--- Start of DATA ---
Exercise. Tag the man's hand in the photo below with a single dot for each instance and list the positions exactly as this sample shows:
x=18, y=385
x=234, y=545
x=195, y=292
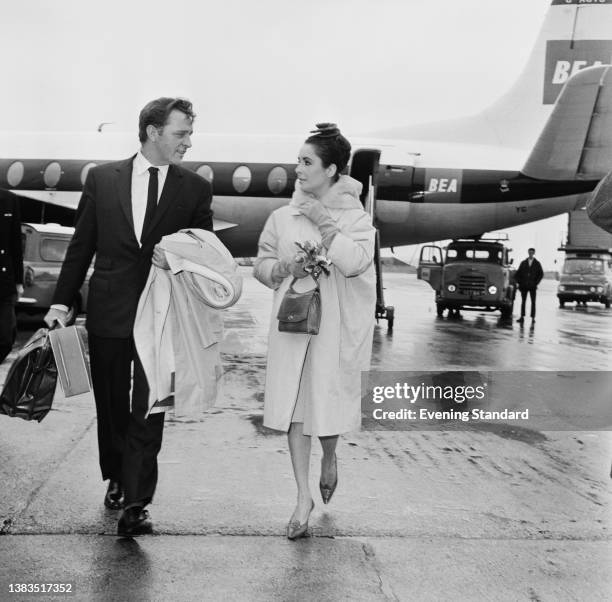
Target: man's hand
x=56, y=315
x=159, y=258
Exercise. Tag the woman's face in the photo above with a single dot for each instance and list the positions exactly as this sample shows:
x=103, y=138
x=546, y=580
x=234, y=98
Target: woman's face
x=311, y=174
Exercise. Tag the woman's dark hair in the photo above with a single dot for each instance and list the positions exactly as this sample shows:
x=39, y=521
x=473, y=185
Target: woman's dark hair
x=331, y=146
x=157, y=111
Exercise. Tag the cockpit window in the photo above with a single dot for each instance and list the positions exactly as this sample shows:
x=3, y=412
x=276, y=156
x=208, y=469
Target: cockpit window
x=583, y=266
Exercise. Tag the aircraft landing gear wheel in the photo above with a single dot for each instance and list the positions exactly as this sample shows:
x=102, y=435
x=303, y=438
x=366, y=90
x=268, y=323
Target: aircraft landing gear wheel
x=390, y=313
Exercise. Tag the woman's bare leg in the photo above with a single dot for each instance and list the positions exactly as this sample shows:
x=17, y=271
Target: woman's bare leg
x=299, y=448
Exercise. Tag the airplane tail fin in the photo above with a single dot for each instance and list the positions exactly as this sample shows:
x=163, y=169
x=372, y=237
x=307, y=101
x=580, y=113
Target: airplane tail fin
x=575, y=34
x=576, y=142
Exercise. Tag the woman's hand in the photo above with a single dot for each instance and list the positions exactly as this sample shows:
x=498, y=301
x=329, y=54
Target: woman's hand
x=284, y=268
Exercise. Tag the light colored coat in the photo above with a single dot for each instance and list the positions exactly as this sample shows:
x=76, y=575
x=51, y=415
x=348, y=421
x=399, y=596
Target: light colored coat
x=179, y=325
x=331, y=370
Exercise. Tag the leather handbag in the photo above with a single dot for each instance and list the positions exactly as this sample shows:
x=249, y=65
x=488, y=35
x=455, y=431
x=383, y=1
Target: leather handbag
x=30, y=383
x=300, y=313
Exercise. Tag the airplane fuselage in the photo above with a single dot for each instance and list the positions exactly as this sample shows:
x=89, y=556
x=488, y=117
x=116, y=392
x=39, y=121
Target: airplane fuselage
x=421, y=196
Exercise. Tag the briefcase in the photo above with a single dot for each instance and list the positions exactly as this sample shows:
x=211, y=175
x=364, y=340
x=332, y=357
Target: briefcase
x=71, y=360
x=31, y=380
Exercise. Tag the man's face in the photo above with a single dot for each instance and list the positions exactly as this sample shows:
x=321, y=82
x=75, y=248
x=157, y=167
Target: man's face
x=170, y=143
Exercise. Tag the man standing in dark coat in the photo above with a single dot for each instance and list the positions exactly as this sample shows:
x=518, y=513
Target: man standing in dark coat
x=11, y=269
x=528, y=277
x=125, y=209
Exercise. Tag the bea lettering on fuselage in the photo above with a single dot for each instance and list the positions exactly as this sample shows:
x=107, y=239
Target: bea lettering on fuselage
x=442, y=185
x=565, y=69
x=563, y=61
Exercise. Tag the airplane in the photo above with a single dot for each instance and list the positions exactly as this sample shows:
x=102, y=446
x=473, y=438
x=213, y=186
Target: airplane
x=453, y=179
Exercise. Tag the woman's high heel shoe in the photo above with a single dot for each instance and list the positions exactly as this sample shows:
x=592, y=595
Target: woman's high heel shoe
x=328, y=490
x=295, y=530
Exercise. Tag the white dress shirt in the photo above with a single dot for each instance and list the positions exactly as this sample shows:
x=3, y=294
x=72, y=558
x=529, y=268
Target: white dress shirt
x=140, y=189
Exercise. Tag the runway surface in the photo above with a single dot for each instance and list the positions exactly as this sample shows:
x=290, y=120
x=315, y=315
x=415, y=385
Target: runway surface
x=499, y=512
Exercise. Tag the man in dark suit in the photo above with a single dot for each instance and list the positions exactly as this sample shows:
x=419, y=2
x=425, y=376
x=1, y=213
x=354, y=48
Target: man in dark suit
x=11, y=269
x=528, y=277
x=125, y=209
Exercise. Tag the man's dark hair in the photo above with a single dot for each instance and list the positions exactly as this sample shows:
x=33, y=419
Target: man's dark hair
x=157, y=111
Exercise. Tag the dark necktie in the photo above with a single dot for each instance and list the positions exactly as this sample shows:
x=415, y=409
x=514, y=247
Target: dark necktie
x=151, y=201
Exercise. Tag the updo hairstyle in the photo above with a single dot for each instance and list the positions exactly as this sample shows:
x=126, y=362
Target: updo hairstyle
x=330, y=146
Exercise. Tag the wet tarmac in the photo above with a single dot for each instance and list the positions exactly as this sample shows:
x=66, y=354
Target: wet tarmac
x=503, y=512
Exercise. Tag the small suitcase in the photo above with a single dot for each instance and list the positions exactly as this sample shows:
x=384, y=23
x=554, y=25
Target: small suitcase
x=71, y=360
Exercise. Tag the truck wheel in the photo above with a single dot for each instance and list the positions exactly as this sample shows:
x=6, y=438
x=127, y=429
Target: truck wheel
x=390, y=314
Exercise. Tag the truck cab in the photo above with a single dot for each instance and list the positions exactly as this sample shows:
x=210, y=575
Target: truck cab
x=44, y=249
x=471, y=274
x=586, y=276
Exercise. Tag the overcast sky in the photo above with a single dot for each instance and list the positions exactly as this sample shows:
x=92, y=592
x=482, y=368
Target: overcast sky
x=265, y=66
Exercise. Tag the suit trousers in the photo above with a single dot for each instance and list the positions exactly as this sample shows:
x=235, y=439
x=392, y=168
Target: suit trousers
x=532, y=295
x=128, y=443
x=8, y=325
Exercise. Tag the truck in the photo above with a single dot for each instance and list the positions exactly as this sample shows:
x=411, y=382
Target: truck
x=44, y=249
x=586, y=276
x=473, y=274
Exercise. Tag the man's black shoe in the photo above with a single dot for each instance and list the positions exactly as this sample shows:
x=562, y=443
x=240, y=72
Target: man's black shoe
x=134, y=522
x=113, y=499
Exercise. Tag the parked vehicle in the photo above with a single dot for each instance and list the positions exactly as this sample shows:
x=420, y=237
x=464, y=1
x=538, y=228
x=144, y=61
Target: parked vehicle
x=473, y=275
x=44, y=249
x=586, y=276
--- End of DATA ---
» **PROBLEM DETAILS**
Rewrite all the items above, changing every "single dot" to "single point" and keeping everything else the same. Leave the pictures out.

» **ANSWER IN FULL**
Exercise. Tag the man's hand in the photo below with a single point for each instance and list the positions exactly as this sample shows:
x=18, y=385
x=234, y=545
x=195, y=292
Target: man's hand
x=56, y=315
x=159, y=258
Exercise. Tag the woman's face in the photo above with a single point for each instance and list the positions exactly as this sample shows:
x=103, y=138
x=546, y=580
x=234, y=98
Target: woman's face
x=311, y=174
Exercise. Tag the woman's dark hair in the photo above with a single point for each instance and list the positions exactly as this sample shows:
x=39, y=521
x=473, y=185
Target: woman's dark hair
x=331, y=146
x=157, y=111
Exercise. Tag the cockpit window in the photo above with a single point for each instance and list the positions exactly as this sample shows:
x=3, y=412
x=276, y=156
x=208, y=469
Target: cockpit window
x=583, y=266
Exercise. Tag the aircraft landing gear wheel in the photo above with a single point for each instance and list the positions exactly as this sample shows:
x=102, y=435
x=303, y=438
x=366, y=90
x=268, y=323
Target: aircraft landing gear wheel
x=390, y=313
Exercise. Tag the woman's bare leg in the photo above with a single point for each instance and list the positions exactly as this sample shows:
x=17, y=271
Target: woman's bare leg
x=299, y=448
Exercise. Tag the airplane tail fin in the photo above with a single point for each instance and list the positions exactly as this sample shows:
x=163, y=169
x=372, y=237
x=307, y=101
x=580, y=113
Target: airplane tail fin
x=575, y=34
x=576, y=142
Exercise. Tag the woman's hand in the photo above with a single point for each instance and list the positions exactly as this sample shows:
x=498, y=301
x=329, y=54
Target: woman's hand
x=284, y=268
Exercise. Tag the light colored coat in the photo above with a single point for each instance and list the positions exactly as this sample shows:
x=76, y=575
x=51, y=415
x=348, y=421
x=399, y=596
Target: light colored coat
x=179, y=325
x=331, y=370
Exercise. Tag the leather handbag in the photo above with a single point for each instance and list the positions exactly as this sample shows:
x=249, y=65
x=488, y=35
x=455, y=431
x=383, y=1
Target: leather handbag
x=30, y=383
x=300, y=313
Exercise. Tag the airplane fuselage in the photo above with a single point for each instance and list the positions exactly as this sample shows:
x=89, y=556
x=488, y=117
x=116, y=392
x=39, y=121
Target: airplane fuselage
x=421, y=196
Exercise. Tag the briefcase in the photo above with a single point for each instance and list the positions exactly as this sample shows:
x=211, y=175
x=364, y=340
x=332, y=357
Target: briefcase
x=71, y=360
x=31, y=380
Exercise. Tag the man's face in the photo above with a single point for each instance and list the positions exactly as this sample shows:
x=321, y=82
x=75, y=248
x=157, y=167
Target: man's face
x=170, y=143
Exercise. Tag the man standing in dark coat in the photo above with a single point for each instance and list the positions exactly as this sample shows:
x=518, y=513
Target: man standing in dark coat
x=11, y=269
x=528, y=277
x=125, y=209
Exercise. Tag the bea lettering on fuselage in the photo above with a single point for each instance and list the positions exactly as this sample shows:
x=107, y=239
Target: bea lettering on fuselage
x=442, y=185
x=565, y=69
x=563, y=61
Exercise. Tag the airplane in the photo above with a single point for each instance and list the positions exactly as this sample shows:
x=102, y=446
x=473, y=438
x=213, y=186
Target: airplane
x=453, y=179
Exercise. Tag the woman's high heel shoe in the photo above with a single point for each instance and list the positions exactly as this sample shows:
x=592, y=595
Target: woman's high heel shoe
x=328, y=490
x=295, y=530
Exercise. Tag the white dress shirt in the photo above with a single point for each instance and list the positions exactly as this sample shows:
x=3, y=294
x=72, y=558
x=529, y=268
Target: white dress shirt
x=140, y=189
Exercise. Tag the runway surface in the photo above with a single point for each instance and list the positions exactly as this sample shows:
x=290, y=120
x=315, y=315
x=415, y=385
Target: runway surface
x=499, y=512
Exercise. Tag the man in dark suit in the photo above with a single point for each instance and list the positions exactly as this sample shows:
x=419, y=2
x=425, y=376
x=1, y=213
x=354, y=48
Target: man in dark suit
x=11, y=269
x=528, y=277
x=125, y=209
Exercise. Tag the man's dark hair in the photo above with a single point for each instance and list the positions exactly as this sample shows:
x=33, y=419
Target: man's dark hair
x=157, y=111
Exercise. Tag the dark necktie in the photo above with a single point for each instance and list the positions exactly as this sample shows:
x=415, y=409
x=514, y=247
Target: dark necktie
x=151, y=201
Exercise. Tag the updo hairstyle in the photo above with a single point for each instance and list the positions exactly as this sample shows:
x=126, y=362
Target: updo hairstyle
x=330, y=146
Exercise. Tag the wet tarmac in the photo above with a single point for each instance and list the positions exactly as this sample shows:
x=66, y=354
Target: wet tarmac
x=503, y=512
Exercise. Tag the small suitcase in the photo above with a single point for each instance and list the positions exactly as this sample shows:
x=384, y=23
x=554, y=25
Target: small suitcase
x=71, y=360
Exercise. Tag the truck wheel in the photo above with a single point for each instance and list the positions exactly as this sample shows:
x=6, y=438
x=127, y=429
Target: truck wheel
x=390, y=314
Exercise. Tag the truck cab in the photo above with a single point for each instance and list the positions exactly as this sample shows:
x=210, y=575
Target: truck cab
x=44, y=249
x=471, y=274
x=586, y=276
Exercise. Tag the overcast sky in the photo above with a single point for each instance and list the positions exactly as this sample shows:
x=92, y=592
x=482, y=368
Target: overcast sky
x=265, y=66
Exercise. Tag the suit trousers in the photo above with a single point for each instance and list the positions exactly as this sample shows:
x=235, y=439
x=392, y=168
Target: suit trousers
x=532, y=295
x=128, y=443
x=8, y=325
Exercise. Tag the truck in the photo above with a single point for each instance and list the positions exactly as this sample shows:
x=411, y=382
Target: truck
x=44, y=249
x=586, y=276
x=473, y=274
Exercise. Tag the man's black shoe in the photo above with a single point for each instance and list the positions exactly as this sample shows:
x=562, y=443
x=240, y=72
Target: man's black shoe
x=134, y=522
x=113, y=499
Exercise. Tag the parked vehicle in the photo above with a single point for each instance and list the positions exactly as this sample shows:
x=420, y=237
x=464, y=1
x=538, y=228
x=144, y=61
Target: parked vehicle
x=473, y=275
x=44, y=249
x=586, y=276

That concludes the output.